## What you will do:
Could you give again exactly, and only, the lines from the one holding "Pick out the lotto" through the end of the data, both ends included, with pictures left out?

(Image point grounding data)
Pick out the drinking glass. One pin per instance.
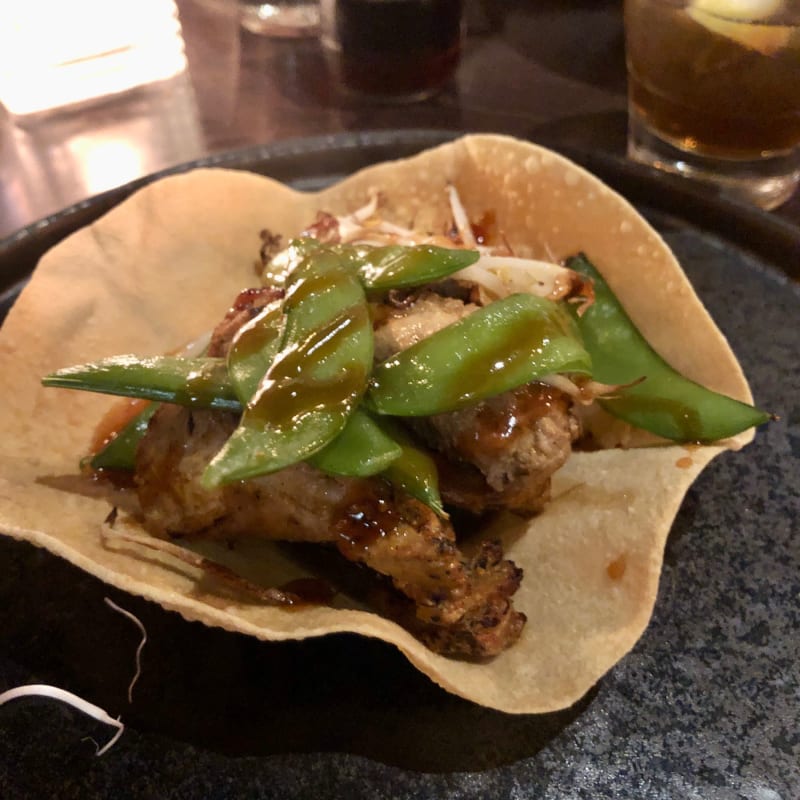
(714, 92)
(283, 18)
(392, 49)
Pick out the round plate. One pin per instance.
(706, 705)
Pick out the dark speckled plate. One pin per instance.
(707, 705)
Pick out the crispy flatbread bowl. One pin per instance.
(164, 266)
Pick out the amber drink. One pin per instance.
(714, 92)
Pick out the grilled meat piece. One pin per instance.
(463, 605)
(502, 452)
(246, 306)
(515, 441)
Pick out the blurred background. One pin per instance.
(139, 87)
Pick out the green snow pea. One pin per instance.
(315, 381)
(362, 449)
(414, 471)
(194, 382)
(253, 350)
(379, 267)
(665, 402)
(120, 452)
(497, 348)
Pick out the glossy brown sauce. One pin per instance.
(363, 518)
(295, 391)
(508, 352)
(498, 422)
(258, 336)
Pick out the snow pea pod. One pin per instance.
(665, 403)
(380, 267)
(402, 266)
(362, 449)
(194, 382)
(315, 381)
(120, 452)
(414, 471)
(497, 348)
(253, 350)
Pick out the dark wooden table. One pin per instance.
(552, 71)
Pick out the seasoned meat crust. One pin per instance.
(462, 606)
(500, 453)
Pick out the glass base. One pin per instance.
(766, 182)
(288, 19)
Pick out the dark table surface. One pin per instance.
(552, 70)
(705, 707)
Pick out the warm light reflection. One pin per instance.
(106, 163)
(55, 53)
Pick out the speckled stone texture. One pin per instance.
(707, 706)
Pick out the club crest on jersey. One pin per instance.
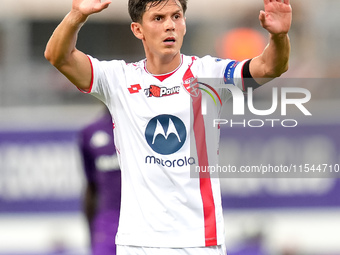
(156, 91)
(192, 87)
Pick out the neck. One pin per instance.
(164, 65)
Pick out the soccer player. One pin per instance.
(102, 195)
(160, 132)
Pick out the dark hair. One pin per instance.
(138, 7)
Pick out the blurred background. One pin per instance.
(41, 113)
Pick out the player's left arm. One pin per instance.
(276, 19)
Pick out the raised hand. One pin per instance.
(88, 7)
(276, 17)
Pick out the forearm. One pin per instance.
(276, 55)
(63, 40)
(273, 61)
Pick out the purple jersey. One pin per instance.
(102, 170)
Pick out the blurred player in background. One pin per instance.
(160, 131)
(102, 195)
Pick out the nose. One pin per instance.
(169, 25)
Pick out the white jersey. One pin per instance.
(158, 128)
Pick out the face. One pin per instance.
(162, 29)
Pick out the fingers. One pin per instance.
(280, 1)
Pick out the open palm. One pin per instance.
(276, 17)
(88, 7)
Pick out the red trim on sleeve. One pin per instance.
(91, 84)
(242, 78)
(204, 177)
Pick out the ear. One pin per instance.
(137, 30)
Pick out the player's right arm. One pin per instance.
(61, 49)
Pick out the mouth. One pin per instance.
(169, 40)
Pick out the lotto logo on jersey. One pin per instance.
(155, 91)
(165, 134)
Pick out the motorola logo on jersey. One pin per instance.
(165, 134)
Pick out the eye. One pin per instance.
(177, 16)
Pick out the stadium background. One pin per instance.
(41, 180)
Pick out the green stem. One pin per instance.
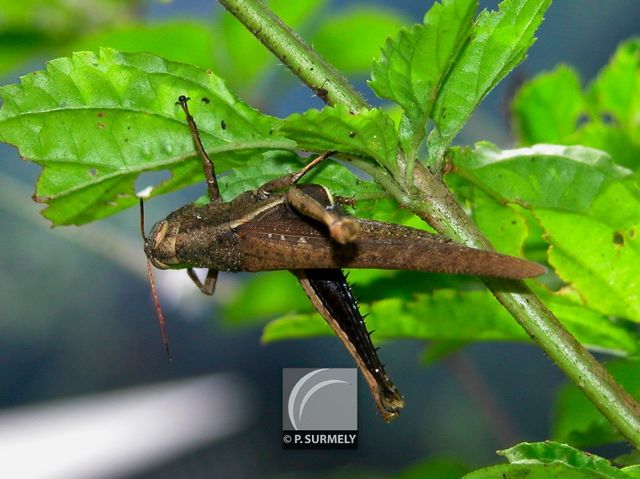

## Problem solution:
Pick out the lotto logo on jersey. One pin per instance.
(155, 91)
(165, 134)
Pick out the motorola logo on jersey. One pin per instance.
(165, 134)
Pick out the eye. One pin per instance.
(177, 16)
Pick out the stadium background. One pin per instance.
(41, 180)
Pick out the green stem. One pin per instance.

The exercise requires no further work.